Material provided below:

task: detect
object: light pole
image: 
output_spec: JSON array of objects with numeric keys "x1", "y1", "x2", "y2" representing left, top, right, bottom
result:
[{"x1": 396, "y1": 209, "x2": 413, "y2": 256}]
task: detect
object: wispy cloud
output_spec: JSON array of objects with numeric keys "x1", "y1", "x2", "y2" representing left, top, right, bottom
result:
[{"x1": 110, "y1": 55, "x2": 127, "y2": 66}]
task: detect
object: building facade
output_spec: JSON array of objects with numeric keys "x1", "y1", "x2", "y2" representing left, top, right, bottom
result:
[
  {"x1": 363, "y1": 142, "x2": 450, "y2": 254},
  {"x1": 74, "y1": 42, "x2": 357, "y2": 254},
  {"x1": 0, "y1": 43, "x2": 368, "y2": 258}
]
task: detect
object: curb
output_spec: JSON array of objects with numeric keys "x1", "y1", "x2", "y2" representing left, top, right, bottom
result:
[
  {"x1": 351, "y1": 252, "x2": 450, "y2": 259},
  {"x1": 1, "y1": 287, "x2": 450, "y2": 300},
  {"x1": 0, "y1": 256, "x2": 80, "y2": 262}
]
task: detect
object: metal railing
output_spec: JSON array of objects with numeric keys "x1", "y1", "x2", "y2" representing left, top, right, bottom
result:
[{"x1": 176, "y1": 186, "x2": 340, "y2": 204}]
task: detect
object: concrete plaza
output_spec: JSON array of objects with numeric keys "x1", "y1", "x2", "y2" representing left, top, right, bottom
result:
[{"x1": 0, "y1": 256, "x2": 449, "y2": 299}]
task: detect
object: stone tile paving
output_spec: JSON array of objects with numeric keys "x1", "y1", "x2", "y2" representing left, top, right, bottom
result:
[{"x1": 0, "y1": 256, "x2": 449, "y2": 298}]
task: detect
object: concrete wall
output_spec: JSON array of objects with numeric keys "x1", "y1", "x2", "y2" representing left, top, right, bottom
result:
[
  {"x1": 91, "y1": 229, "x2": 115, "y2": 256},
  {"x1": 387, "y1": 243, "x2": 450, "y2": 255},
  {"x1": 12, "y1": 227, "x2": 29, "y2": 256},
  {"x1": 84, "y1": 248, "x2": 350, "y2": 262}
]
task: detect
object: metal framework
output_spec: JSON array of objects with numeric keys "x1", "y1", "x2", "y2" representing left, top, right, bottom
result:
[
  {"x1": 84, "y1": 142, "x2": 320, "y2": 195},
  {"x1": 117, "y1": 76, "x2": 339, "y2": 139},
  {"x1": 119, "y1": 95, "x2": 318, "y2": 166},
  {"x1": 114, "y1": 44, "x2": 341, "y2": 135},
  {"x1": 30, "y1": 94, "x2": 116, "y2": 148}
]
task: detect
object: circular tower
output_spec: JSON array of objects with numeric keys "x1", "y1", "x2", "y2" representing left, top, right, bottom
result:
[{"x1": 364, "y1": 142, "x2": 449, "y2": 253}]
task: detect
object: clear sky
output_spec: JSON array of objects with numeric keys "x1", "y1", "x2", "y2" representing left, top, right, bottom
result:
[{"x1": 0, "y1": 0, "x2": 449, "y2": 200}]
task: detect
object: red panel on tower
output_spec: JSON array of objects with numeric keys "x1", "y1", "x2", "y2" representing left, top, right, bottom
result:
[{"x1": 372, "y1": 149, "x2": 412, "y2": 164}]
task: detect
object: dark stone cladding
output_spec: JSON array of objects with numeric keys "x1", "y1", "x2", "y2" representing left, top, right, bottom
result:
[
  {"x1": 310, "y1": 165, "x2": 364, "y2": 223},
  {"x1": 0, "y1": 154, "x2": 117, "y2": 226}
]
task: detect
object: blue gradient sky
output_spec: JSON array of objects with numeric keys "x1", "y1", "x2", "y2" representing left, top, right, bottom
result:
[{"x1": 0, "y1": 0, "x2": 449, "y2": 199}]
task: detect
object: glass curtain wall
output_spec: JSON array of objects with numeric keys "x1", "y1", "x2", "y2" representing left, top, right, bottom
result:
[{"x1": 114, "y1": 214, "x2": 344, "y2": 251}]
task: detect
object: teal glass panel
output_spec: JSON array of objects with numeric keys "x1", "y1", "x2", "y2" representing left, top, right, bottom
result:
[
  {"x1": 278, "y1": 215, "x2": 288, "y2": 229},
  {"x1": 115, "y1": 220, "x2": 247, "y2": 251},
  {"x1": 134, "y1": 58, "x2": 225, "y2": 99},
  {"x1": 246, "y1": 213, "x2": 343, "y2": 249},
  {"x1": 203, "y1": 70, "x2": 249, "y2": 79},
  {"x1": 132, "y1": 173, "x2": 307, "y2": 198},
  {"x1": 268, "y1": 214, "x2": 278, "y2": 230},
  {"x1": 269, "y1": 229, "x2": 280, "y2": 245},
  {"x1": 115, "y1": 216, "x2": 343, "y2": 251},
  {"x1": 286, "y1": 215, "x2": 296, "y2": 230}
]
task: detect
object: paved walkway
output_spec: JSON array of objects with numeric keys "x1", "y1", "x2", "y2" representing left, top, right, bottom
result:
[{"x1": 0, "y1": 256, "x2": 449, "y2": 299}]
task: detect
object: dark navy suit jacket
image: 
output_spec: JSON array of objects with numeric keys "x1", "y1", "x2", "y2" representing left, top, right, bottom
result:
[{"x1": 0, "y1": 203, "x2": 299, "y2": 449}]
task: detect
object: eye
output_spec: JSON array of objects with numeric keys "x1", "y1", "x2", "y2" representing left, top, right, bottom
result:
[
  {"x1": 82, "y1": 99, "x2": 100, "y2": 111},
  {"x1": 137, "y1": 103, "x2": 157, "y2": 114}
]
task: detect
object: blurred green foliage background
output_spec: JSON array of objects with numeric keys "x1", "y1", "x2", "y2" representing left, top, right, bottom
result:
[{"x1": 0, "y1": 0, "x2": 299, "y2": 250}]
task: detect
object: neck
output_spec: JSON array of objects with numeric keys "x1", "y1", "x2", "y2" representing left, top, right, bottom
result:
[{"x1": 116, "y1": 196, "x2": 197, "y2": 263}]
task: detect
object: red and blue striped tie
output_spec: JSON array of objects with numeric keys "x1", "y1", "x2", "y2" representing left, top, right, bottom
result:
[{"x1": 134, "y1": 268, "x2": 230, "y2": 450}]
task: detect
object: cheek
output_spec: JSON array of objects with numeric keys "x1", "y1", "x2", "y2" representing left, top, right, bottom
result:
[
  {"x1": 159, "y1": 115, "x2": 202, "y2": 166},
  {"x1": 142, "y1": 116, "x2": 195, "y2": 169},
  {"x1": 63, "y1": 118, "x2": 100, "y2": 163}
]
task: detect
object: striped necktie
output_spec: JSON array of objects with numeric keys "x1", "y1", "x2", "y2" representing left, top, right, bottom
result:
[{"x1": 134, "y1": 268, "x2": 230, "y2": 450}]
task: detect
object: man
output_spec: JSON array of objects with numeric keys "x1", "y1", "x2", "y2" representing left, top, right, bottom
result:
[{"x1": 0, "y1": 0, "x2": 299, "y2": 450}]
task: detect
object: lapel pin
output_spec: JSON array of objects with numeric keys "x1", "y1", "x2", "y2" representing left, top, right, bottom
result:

End of Material provided.

**Your objective**
Filter the entries above down to the lines that hold the word "tower", and copy those lines.

**Exercise result**
object: circular tower
object: red panel on tower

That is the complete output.